Tolong kembalikan secara utuh setiap baris dalam daftar di bawah yang memuat kata "rough".
+++++
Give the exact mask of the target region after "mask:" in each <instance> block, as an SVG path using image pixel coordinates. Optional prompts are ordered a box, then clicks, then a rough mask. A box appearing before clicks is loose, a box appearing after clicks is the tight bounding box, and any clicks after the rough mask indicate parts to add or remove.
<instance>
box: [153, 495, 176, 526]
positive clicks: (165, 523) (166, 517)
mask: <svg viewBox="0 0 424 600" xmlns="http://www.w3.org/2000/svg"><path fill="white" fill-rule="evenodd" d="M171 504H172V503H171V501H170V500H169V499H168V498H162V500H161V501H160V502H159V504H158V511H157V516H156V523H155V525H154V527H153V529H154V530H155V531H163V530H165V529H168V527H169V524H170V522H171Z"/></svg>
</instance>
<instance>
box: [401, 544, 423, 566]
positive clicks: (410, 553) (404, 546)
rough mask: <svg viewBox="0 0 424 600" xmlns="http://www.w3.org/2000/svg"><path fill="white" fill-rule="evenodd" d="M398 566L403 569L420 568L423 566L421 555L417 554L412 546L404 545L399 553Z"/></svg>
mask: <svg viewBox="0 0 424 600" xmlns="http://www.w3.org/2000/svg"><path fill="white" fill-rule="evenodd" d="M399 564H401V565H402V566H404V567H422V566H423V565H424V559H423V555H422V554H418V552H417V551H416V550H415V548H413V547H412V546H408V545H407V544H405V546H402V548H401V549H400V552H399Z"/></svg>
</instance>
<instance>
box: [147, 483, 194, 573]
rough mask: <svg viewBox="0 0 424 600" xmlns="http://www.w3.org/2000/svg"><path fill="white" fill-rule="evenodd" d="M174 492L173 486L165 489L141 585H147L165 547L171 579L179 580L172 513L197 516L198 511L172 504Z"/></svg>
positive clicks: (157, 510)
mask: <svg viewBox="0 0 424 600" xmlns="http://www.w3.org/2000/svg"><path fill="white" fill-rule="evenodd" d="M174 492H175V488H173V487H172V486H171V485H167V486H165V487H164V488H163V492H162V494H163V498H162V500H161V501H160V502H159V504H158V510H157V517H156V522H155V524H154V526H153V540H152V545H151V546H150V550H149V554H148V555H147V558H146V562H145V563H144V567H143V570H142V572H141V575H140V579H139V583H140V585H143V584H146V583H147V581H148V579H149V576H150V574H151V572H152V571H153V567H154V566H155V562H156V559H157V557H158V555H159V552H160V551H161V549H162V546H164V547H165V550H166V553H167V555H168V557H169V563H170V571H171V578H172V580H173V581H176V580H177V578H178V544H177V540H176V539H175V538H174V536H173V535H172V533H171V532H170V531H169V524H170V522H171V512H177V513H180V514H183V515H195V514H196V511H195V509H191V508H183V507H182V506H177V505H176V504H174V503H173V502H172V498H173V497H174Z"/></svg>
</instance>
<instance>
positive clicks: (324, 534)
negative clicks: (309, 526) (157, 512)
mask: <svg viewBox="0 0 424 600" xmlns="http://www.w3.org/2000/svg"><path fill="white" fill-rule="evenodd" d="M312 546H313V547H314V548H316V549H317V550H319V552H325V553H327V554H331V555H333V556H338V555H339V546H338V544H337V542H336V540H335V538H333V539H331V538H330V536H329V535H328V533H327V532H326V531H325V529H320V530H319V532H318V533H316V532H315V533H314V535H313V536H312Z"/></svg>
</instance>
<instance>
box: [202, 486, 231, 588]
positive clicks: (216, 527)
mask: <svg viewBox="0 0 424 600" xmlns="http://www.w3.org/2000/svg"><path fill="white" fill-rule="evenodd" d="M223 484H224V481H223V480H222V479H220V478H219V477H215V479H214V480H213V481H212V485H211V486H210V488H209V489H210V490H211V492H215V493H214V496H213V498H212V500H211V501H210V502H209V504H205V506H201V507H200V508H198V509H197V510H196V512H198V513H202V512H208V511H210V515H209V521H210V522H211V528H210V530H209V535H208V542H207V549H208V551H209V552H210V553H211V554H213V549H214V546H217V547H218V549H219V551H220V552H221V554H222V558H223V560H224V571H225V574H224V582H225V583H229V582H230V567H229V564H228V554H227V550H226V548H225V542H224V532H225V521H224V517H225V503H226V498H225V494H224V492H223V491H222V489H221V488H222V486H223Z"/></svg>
+++++
Jawaban Soal —
Give the exact mask of the target region after "mask:" in each <instance> block, as an SVG path using image pixel coordinates. Optional prompts are ordered a box, then clicks, then a rough mask. A box appearing before clicks is loose, a box appearing after clicks is the tight bounding box, and any clicks after the rough mask indicate parts to add or remove.
rough mask: <svg viewBox="0 0 424 600" xmlns="http://www.w3.org/2000/svg"><path fill="white" fill-rule="evenodd" d="M398 566L403 569L420 568L423 566L421 555L417 554L412 546L404 545L399 553Z"/></svg>
rough mask: <svg viewBox="0 0 424 600" xmlns="http://www.w3.org/2000/svg"><path fill="white" fill-rule="evenodd" d="M174 492L173 486L165 489L141 585H147L165 547L171 579L179 580L172 513L197 516L198 511L172 504Z"/></svg>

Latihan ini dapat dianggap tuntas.